* [WHAT YOU SHOULD DO]: Reproduce every entry below in full, requests included, with each coordinate in the answers multiplied by 1.65 and rounded to a whole number, halves rounded up. The requests and their sample points stay unchanged.

╭─ MATERIAL TO PROCESS

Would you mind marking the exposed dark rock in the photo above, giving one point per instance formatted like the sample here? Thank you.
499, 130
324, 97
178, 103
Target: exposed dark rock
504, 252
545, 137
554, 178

╰─

* [COMPLETED TASK]:
Would you mind marking the exposed dark rock in the photo above, giving one point per instance formatted like the sample here? Thank you.
499, 130
324, 97
178, 103
Target: exposed dark rock
832, 416
899, 226
914, 294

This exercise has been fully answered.